>>

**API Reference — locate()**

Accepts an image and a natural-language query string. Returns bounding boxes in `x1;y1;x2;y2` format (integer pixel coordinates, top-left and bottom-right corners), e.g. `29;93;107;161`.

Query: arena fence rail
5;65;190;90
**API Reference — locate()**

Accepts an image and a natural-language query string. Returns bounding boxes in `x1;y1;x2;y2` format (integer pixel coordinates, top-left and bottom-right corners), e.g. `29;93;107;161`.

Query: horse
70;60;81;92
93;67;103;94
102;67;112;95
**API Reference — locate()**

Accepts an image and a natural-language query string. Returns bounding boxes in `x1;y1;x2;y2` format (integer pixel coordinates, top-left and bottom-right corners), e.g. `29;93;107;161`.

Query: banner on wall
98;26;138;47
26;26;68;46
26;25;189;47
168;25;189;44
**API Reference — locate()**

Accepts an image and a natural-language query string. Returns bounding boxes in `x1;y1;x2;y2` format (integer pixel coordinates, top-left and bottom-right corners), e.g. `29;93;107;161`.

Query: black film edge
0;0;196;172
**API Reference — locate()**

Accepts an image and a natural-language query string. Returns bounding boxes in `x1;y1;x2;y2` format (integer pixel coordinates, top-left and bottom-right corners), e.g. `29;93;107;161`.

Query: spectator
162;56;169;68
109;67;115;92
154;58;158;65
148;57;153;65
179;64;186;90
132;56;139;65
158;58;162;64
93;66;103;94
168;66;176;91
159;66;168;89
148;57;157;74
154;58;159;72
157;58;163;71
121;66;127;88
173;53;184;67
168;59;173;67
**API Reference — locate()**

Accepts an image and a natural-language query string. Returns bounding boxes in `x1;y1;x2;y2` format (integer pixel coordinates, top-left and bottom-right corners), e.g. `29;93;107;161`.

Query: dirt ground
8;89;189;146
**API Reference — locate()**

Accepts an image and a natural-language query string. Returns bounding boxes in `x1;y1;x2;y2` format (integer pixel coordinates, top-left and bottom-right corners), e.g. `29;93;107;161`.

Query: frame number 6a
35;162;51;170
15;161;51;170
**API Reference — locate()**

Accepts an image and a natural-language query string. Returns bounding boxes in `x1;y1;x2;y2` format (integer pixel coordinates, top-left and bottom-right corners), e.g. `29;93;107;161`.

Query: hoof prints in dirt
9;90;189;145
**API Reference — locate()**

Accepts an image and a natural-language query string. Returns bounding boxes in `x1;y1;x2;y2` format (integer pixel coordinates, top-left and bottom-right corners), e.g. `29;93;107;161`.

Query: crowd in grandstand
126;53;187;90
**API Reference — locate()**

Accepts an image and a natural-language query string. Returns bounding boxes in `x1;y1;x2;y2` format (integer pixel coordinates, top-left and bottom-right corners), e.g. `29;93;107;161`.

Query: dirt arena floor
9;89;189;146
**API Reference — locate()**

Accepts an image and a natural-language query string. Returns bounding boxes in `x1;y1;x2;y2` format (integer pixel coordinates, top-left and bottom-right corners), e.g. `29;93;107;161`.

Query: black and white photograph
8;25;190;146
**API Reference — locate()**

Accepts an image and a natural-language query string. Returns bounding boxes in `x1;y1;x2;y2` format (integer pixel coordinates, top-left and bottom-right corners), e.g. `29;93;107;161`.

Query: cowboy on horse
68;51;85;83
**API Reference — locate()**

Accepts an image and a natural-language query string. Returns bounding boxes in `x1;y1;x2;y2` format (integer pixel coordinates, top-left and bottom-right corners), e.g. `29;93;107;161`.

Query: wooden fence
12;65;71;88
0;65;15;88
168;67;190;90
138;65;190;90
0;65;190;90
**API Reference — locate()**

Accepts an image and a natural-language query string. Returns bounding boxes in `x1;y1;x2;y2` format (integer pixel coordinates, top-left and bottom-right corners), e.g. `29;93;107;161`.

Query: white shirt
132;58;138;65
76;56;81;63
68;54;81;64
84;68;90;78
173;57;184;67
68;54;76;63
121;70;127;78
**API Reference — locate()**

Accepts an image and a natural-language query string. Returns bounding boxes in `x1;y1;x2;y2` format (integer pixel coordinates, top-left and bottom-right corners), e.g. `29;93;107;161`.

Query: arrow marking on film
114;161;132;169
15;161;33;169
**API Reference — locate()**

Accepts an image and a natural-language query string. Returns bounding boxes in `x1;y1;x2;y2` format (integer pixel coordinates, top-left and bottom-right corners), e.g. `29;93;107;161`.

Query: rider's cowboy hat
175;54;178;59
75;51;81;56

<<

## What you will do
Your output must be an exact copy of every entry.

## Result for this exercise
**API Reference — locate()**

Accepts an image and a natural-language query string. Returns bounding boxes in `x1;y1;x2;y2` format (integer pixel coordinates, top-left and bottom-right corners), e.g. `29;93;107;161`.

Query: arena fence rail
5;65;190;90
**API Reference — locate()**

Accepts an image and a natural-language query string. Returns bounding boxes in `x1;y1;x2;y2` format (integer pixel coordinates, top-left and bottom-right corners), e.g. `29;93;107;161`.

Query: horse
70;60;81;92
93;67;103;94
102;67;112;95
**API Reference — locate()**

Accepts an image and a natural-language query string. Returns bounding boxes in `x1;y1;x2;y2` format (integer pixel coordinates, top-left and bottom-right corners), e.g. `29;93;107;161`.

Query: banner on wall
98;26;138;47
26;26;68;46
26;25;189;47
168;25;189;44
**API Reference — locate()**

Accepts an image and a natural-language query string. Returns bounding boxes in `x1;y1;x2;y2` format (integer pixel coordinates, top-left and bottom-right corners), e.g. `29;93;107;161`.

Query: black film edge
0;0;196;172
**API Reference — locate()**

Accepts an image and a natural-language query string. Returns bounding boxes in `x1;y1;x2;y2` format (integer pixel coordinates, top-left and bottom-right corners), e.g. `29;93;107;161`.

Query: spectator
162;56;169;68
109;67;115;92
154;58;158;65
148;57;153;65
179;64;186;90
132;56;139;65
158;58;162;64
93;66;103;94
168;66;176;91
159;66;168;89
148;57;157;74
154;58;159;72
157;58;163;71
121;66;127;88
173;53;184;67
168;59;173;67
**API Reference — locate()**

Accepts an image and a natural-language query string. Returns bounding boxes in `x1;y1;x2;y2` format (integer pixel coordinates, top-left and bottom-right corners), e.g. `29;93;107;161`.

Query: dirt ground
8;89;189;146
**API Reference — locate()**

Accepts an image and a natural-language query string. Returns bounding boxes in `x1;y1;x2;y2` format (integer pixel coordinates, top-left and bottom-right corners), e.g. `29;93;107;161`.

Query: frame number 6a
35;162;51;170
15;161;51;170
**API Reference — locate()**

Accepts an image and a natural-language query string. Returns bounding boxes in `x1;y1;x2;y2` format (integer pixel coordinates, top-left and bottom-right corners), e.g. `29;93;107;161`.

Query: hoof prints in dirt
9;90;189;145
**API Reference — locate()**

Accepts an image and a natural-language query string. Returns bounding boxes in `x1;y1;x2;y2` format (integer pixel coordinates, top-left and bottom-right corners), e.g. `29;93;107;161`.

Query: crowd in grandstand
126;53;187;90
**API Reference — locate()**

Accepts an image and a natural-language query string. Returns bounding boxes in `x1;y1;x2;y2` format (integer pixel coordinates, top-left and bottom-right corners), e.g. `29;93;107;161`.

Query: dirt arena floor
9;89;189;146
**API Reference — locate()**

Accepts an image and a natural-language query string. Returns bounding boxes in `x1;y1;x2;y2` format (integer pixel coordinates, top-left and bottom-right corners), e.g. `29;93;107;161`.

Query: black and white photograph
8;25;190;146
**API Reference — locate()**

Accepts an image and a natural-language query string. Returns bounding boxes in `x1;y1;x2;y2` format (integer pixel coordinates, top-left and bottom-right corners), e.g. `29;93;107;161`.

Query: cowboy on horse
68;51;85;83
**API Reference — locate()**

Accepts an image and a natural-language query string. Returns bounding boxes in `x1;y1;x2;y2` format (integer pixel coordinates, top-left and bottom-right corners), e.g. `29;93;107;161`.

Query: wooden fence
12;65;71;88
0;65;15;88
168;67;190;90
138;65;190;90
0;65;190;90
**API Reference — locate()**

Accepts an image and a natural-language query string. Returns bounding boxes in `x1;y1;x2;y2` format (integer pixel coordinates, top-left and bottom-right corners), e.g. `29;93;107;161`.

Query: white shirt
132;58;138;65
76;56;81;63
68;54;81;64
84;68;90;78
173;57;184;67
68;54;76;63
121;70;127;78
**API Reference — locate()**

Accepts an image and a natural-language query string. Returns bounding boxes in `x1;y1;x2;y2` format (integer pixel coordinates, top-left and bottom-right corners), e.g. `29;93;107;161`.

Query: arrow marking on film
114;161;132;169
15;161;33;169
**API Reference — locate()**

Accepts an image and a natural-language query string. Returns bounding boxes in `x1;y1;x2;y2` format (integer pixel coordinates, top-left and bottom-right corners), e.g. `29;93;107;161`.

Query: rider's cowboy hat
175;54;178;59
75;51;81;56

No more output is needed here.